▼

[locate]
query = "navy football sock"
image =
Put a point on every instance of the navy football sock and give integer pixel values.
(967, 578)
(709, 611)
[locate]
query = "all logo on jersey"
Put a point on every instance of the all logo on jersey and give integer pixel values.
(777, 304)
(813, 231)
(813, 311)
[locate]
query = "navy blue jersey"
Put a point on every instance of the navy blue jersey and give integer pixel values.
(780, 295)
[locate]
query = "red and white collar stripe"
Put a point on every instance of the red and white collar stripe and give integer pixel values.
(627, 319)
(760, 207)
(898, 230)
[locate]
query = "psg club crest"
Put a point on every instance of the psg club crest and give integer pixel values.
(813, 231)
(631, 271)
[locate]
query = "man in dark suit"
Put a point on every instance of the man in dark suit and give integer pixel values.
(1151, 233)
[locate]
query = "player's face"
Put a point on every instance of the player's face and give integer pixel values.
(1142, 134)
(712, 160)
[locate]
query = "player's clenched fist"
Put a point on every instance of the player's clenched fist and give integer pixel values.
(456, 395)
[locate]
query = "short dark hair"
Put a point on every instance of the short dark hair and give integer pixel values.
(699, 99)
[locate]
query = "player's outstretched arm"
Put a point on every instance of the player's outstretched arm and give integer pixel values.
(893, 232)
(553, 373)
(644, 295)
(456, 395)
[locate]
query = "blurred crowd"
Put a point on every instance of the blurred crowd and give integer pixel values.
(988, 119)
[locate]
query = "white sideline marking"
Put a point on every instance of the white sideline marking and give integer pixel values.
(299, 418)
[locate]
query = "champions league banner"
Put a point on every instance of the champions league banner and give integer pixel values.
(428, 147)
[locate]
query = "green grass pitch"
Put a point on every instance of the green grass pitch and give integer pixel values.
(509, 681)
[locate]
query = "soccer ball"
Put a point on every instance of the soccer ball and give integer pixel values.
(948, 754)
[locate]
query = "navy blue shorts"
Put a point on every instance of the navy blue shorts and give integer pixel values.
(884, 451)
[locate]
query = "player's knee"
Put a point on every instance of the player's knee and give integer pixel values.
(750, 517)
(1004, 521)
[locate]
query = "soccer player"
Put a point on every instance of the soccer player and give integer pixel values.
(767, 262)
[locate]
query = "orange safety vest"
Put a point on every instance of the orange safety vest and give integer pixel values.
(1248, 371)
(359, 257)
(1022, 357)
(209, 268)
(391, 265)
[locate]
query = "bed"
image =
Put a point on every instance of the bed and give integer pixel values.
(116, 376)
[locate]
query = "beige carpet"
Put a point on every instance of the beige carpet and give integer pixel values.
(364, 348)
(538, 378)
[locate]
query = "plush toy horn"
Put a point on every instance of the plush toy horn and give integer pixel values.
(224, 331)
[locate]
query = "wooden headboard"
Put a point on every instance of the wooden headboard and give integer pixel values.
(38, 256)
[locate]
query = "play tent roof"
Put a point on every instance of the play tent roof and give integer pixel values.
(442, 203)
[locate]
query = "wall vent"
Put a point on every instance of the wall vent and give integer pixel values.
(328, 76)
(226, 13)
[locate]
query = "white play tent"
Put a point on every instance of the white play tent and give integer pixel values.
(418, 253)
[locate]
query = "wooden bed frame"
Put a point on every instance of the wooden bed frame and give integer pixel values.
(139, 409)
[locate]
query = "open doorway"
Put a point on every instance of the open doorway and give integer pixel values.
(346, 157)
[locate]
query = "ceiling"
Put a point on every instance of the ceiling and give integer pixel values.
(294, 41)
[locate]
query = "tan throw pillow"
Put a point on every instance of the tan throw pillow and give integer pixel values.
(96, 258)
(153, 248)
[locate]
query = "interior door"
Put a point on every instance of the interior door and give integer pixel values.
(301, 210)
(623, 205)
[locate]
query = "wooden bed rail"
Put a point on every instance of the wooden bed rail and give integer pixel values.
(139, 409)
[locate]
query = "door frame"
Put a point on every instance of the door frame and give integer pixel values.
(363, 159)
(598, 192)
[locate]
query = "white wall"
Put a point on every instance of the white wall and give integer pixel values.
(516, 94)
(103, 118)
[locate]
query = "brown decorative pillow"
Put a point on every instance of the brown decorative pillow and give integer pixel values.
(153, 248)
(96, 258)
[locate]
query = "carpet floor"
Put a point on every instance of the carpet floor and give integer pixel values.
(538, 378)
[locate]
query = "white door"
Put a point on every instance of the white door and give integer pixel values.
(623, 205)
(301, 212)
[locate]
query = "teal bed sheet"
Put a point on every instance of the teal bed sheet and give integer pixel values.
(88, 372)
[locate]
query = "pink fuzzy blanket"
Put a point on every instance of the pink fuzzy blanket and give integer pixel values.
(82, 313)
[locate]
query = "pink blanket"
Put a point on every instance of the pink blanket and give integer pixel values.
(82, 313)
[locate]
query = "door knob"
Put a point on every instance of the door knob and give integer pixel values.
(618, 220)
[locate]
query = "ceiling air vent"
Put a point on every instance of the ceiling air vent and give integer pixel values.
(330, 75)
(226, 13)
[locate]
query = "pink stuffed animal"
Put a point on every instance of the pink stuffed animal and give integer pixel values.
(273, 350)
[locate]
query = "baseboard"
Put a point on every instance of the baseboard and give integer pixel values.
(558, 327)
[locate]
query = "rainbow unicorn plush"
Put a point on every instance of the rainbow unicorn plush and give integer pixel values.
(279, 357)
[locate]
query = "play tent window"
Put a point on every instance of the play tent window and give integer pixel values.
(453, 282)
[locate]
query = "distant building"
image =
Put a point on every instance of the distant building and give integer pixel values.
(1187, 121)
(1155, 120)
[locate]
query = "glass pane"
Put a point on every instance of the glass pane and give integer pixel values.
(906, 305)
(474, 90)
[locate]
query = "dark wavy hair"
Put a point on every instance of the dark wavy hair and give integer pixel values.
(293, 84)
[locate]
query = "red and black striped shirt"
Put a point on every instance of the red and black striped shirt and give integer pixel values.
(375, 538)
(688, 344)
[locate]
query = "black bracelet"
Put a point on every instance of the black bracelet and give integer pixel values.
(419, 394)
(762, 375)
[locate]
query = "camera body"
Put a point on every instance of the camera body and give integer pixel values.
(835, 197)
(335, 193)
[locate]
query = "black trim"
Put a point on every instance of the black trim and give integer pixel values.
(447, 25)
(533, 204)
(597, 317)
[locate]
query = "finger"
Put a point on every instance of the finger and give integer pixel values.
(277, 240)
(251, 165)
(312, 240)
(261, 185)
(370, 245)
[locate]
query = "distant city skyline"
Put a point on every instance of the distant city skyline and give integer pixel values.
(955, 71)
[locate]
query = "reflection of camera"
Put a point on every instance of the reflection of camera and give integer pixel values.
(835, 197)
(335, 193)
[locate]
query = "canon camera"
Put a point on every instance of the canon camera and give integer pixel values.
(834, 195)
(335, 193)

▲

What you need to do —
Which lines in the records above contain the string "wavy"? Show each of those lines in full, treating uppercase and lowercase as different.

Reply —
query = "dark wavy hair"
Put a point on every instance of the dark wavy hair and give integer pixel values.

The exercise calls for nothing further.